▼
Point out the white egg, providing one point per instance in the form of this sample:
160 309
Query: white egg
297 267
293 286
▲
-- Your task --
Could you copy each line above word for word?

-- Result of the task --
Point out the white egg, providing one point per instance in the form of this sample:
160 309
Query: white egg
297 267
293 286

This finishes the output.